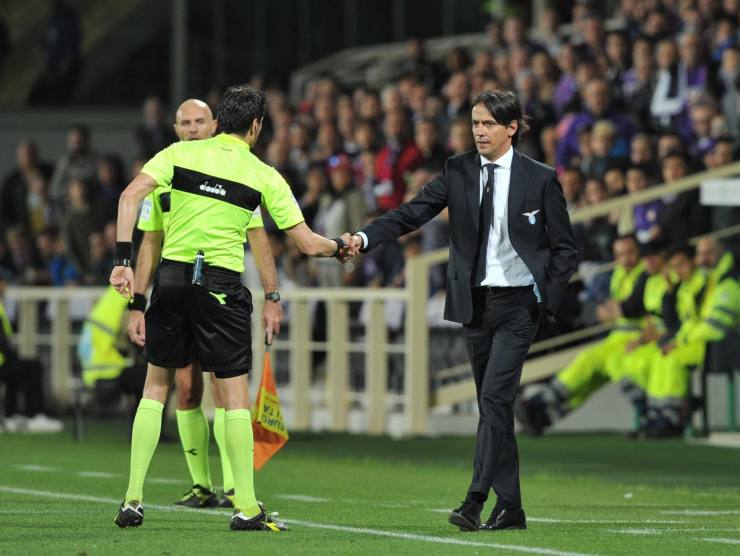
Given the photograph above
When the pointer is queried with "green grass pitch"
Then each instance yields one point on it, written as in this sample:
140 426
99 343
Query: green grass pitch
591 494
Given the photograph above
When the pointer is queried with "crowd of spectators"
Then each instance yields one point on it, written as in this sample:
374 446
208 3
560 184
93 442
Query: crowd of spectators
653 98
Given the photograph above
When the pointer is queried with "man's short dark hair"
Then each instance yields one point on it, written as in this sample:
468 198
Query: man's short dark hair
505 108
239 107
82 129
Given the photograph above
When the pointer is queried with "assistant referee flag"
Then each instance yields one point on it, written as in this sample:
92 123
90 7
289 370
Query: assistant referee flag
268 426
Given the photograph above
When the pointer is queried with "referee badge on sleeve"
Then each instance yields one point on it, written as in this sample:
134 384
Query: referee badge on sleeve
531 216
146 210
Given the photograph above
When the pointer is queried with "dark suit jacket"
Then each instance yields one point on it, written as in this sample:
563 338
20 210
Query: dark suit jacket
547 247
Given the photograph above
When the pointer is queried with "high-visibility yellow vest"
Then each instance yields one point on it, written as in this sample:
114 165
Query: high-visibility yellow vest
719 311
621 286
656 288
99 357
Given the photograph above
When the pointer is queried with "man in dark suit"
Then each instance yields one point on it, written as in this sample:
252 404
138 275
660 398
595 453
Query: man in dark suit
512 253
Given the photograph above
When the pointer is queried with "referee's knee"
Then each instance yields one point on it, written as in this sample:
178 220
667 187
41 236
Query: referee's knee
189 392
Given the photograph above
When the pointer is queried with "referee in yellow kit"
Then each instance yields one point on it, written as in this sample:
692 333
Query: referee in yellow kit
199 309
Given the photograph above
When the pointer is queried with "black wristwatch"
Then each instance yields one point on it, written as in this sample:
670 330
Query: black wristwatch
341 244
123 253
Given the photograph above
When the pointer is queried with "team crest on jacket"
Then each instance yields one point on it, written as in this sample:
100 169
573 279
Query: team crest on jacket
531 218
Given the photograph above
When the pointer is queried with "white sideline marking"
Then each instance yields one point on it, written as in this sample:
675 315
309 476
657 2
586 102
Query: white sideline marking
164 481
98 475
720 540
648 531
302 498
309 524
700 512
32 467
637 531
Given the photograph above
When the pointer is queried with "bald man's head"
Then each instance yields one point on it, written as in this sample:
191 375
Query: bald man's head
708 252
194 120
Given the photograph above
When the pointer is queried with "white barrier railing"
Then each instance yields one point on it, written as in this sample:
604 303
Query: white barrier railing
335 394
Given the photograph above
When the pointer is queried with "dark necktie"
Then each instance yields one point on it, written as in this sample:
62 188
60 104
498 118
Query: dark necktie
485 219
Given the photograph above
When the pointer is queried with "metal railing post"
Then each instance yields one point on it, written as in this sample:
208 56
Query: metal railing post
27 327
61 364
416 384
376 367
337 364
300 363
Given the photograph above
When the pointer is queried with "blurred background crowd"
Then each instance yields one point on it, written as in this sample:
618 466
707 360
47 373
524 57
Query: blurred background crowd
616 108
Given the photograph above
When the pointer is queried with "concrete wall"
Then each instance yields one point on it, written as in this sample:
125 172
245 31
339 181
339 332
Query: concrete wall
112 132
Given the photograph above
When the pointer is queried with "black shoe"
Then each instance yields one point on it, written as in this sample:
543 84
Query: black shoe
261 522
130 515
467 516
198 497
502 520
227 500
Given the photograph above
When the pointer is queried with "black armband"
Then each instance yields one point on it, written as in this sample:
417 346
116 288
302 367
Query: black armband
123 253
340 245
137 303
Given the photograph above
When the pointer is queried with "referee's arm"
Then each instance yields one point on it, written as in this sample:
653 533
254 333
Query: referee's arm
122 277
128 205
312 244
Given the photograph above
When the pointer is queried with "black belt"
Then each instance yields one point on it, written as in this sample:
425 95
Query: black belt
211 274
501 289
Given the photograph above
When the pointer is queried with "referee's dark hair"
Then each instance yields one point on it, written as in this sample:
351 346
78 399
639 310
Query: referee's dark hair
239 107
505 108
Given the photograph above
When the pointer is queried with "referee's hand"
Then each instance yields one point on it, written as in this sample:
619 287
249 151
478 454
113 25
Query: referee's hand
272 316
122 279
137 328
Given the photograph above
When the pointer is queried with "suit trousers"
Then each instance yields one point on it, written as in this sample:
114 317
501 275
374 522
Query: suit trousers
498 338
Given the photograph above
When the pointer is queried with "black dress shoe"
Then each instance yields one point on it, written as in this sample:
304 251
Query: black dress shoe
502 520
467 516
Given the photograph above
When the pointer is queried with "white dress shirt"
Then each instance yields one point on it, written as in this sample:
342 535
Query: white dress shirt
504 267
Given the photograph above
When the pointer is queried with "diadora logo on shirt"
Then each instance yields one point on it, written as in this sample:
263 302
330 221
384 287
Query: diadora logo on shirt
216 189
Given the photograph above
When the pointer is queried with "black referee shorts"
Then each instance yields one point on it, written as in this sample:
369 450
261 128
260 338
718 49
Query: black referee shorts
209 323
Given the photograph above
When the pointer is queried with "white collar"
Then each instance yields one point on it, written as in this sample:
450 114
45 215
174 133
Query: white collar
504 161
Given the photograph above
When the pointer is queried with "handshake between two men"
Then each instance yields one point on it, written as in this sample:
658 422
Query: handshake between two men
351 248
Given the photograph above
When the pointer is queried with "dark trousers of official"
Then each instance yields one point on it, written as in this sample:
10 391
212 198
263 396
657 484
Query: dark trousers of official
498 338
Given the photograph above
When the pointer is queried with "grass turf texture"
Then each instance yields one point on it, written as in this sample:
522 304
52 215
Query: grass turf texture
582 494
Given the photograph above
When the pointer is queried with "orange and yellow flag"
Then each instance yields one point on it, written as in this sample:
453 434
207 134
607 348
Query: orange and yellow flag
268 426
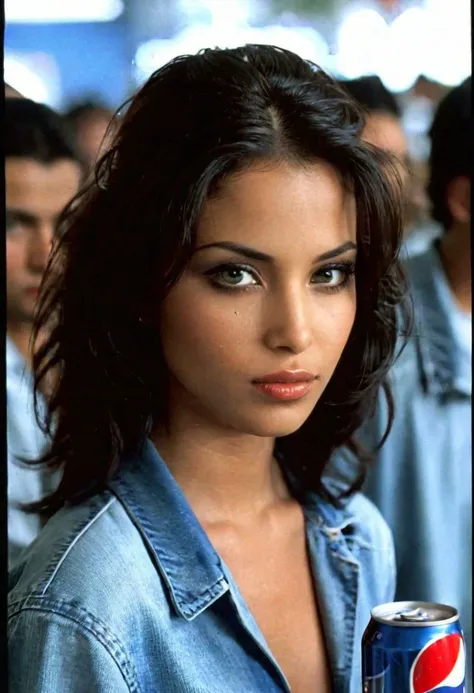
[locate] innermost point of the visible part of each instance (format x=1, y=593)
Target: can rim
x=384, y=613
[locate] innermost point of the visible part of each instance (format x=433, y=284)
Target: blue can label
x=413, y=660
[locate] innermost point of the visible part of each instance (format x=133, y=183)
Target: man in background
x=42, y=174
x=384, y=129
x=90, y=121
x=422, y=477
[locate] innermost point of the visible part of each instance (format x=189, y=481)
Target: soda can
x=413, y=647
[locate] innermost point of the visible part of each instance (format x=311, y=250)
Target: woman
x=222, y=309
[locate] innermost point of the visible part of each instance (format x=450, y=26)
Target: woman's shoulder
x=85, y=565
x=356, y=516
x=371, y=524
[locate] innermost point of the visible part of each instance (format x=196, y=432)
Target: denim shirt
x=422, y=477
x=24, y=439
x=124, y=593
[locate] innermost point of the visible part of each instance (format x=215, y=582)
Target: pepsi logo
x=440, y=666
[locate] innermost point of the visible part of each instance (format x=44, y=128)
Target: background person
x=422, y=477
x=213, y=351
x=42, y=174
x=90, y=121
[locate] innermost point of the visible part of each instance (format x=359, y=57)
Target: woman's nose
x=289, y=325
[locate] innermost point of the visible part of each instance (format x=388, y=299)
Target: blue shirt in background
x=422, y=478
x=24, y=440
x=125, y=593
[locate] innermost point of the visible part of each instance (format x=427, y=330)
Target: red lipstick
x=285, y=386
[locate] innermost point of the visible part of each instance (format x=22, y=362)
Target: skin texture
x=455, y=250
x=219, y=443
x=36, y=193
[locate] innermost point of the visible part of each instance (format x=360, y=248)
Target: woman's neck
x=20, y=334
x=224, y=474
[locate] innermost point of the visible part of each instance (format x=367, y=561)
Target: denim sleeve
x=392, y=571
x=51, y=653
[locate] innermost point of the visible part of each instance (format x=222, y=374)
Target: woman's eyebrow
x=263, y=257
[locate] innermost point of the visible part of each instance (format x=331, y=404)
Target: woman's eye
x=234, y=276
x=333, y=276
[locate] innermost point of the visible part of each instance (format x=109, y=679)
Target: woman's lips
x=285, y=391
x=285, y=385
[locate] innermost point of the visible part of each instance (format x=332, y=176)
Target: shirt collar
x=178, y=545
x=442, y=373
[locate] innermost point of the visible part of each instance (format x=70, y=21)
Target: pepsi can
x=413, y=647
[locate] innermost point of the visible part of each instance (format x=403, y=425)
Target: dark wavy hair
x=127, y=237
x=34, y=131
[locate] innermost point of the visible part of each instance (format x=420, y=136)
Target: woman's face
x=269, y=292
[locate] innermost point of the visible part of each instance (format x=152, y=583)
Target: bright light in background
x=306, y=42
x=362, y=37
x=22, y=77
x=52, y=11
x=404, y=57
x=433, y=40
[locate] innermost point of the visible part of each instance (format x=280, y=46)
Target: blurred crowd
x=421, y=477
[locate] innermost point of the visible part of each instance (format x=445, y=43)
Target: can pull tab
x=412, y=615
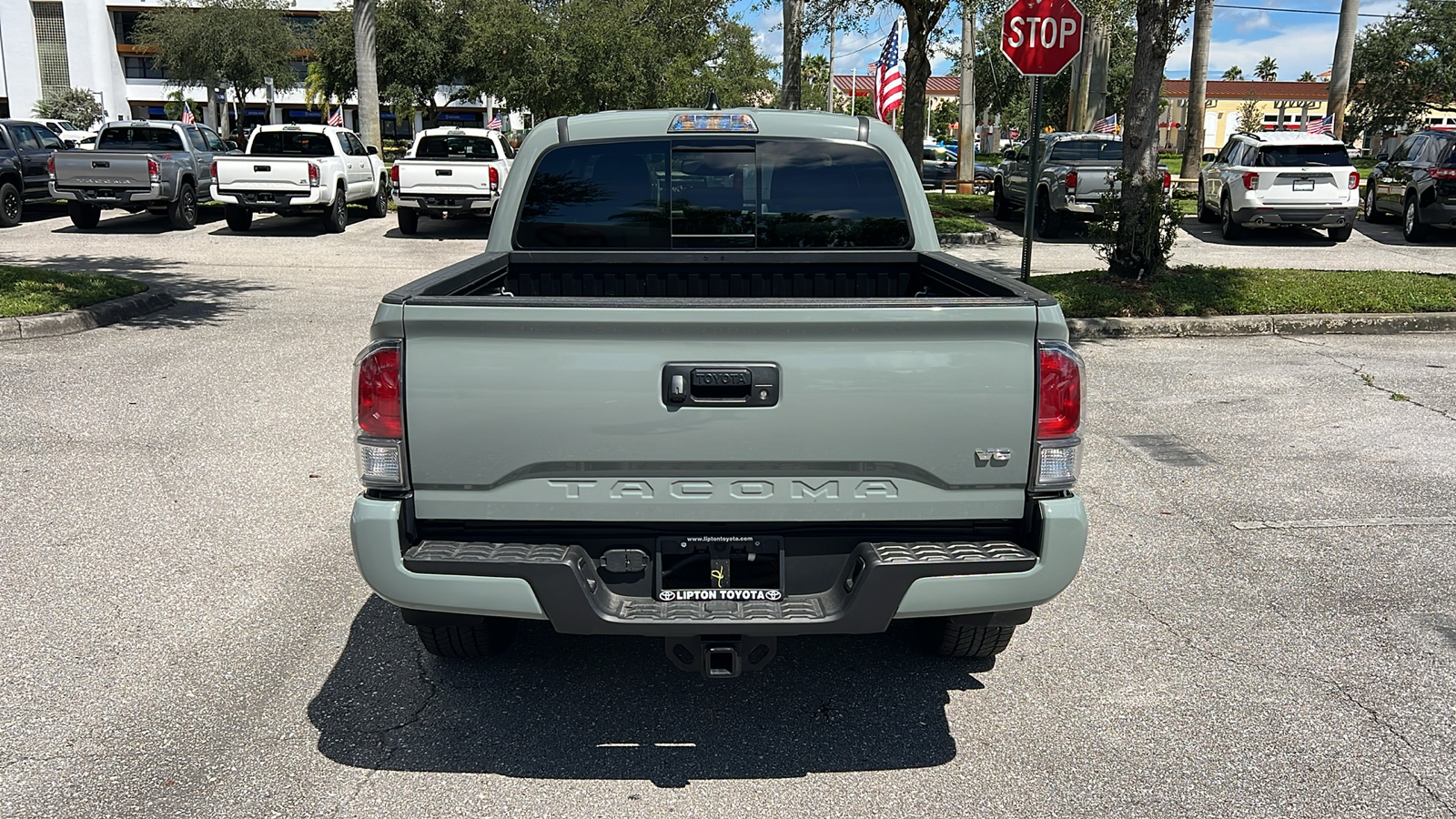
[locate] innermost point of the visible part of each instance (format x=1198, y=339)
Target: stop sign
x=1040, y=36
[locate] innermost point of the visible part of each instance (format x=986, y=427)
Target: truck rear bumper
x=560, y=581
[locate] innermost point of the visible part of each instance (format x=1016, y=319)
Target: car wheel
x=84, y=216
x=1372, y=212
x=408, y=220
x=379, y=206
x=11, y=205
x=1412, y=228
x=470, y=642
x=1230, y=229
x=1206, y=213
x=1048, y=222
x=239, y=219
x=339, y=216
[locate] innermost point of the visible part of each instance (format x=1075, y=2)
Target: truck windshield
x=1088, y=150
x=695, y=193
x=1293, y=157
x=460, y=147
x=290, y=143
x=140, y=138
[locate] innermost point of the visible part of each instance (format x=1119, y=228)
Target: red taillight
x=378, y=395
x=1059, y=390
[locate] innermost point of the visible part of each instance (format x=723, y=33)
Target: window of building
x=50, y=46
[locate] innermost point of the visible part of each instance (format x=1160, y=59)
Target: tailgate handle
x=720, y=385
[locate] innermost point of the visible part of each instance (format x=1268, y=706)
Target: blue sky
x=1241, y=36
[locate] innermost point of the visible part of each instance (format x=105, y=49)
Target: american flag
x=890, y=82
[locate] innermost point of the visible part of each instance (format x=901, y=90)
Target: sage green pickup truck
x=715, y=382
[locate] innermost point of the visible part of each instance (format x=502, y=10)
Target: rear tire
x=84, y=216
x=239, y=219
x=973, y=642
x=468, y=642
x=408, y=220
x=12, y=205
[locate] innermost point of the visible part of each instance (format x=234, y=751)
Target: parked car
x=1417, y=182
x=153, y=165
x=1074, y=171
x=296, y=169
x=824, y=428
x=1280, y=179
x=25, y=155
x=450, y=172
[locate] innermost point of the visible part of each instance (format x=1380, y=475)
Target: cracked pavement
x=187, y=636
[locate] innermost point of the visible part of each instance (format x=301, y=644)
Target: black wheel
x=379, y=206
x=1229, y=228
x=239, y=219
x=1372, y=210
x=339, y=216
x=84, y=216
x=973, y=642
x=1206, y=215
x=1048, y=222
x=408, y=220
x=1411, y=225
x=182, y=212
x=470, y=642
x=11, y=205
x=1001, y=206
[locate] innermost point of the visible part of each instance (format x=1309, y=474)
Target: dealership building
x=48, y=46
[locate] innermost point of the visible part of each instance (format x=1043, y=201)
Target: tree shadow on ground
x=567, y=707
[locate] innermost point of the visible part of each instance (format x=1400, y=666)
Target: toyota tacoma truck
x=1072, y=175
x=715, y=382
x=298, y=169
x=449, y=172
x=149, y=165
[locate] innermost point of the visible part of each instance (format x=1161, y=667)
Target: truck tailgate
x=558, y=413
x=102, y=169
x=262, y=174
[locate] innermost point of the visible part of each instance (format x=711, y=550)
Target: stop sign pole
x=1040, y=38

• • • • •

▸ **TASK STATEMENT**:
Of the lines above, extract only those from the line with "(format x=1160, y=59)" to the line with "(format x=105, y=49)", both included, exactly as written.

▸ **WORKED SOLUTION**:
[locate] innermost point of the visible part of each instance (format x=1160, y=59)
Target: tailgate handle
x=720, y=385
[locate] innermost point of the visible part of each instance (format x=1268, y=706)
Target: blue sky
x=1241, y=36
[locate] innermost point of the visible part of each instance (format x=105, y=49)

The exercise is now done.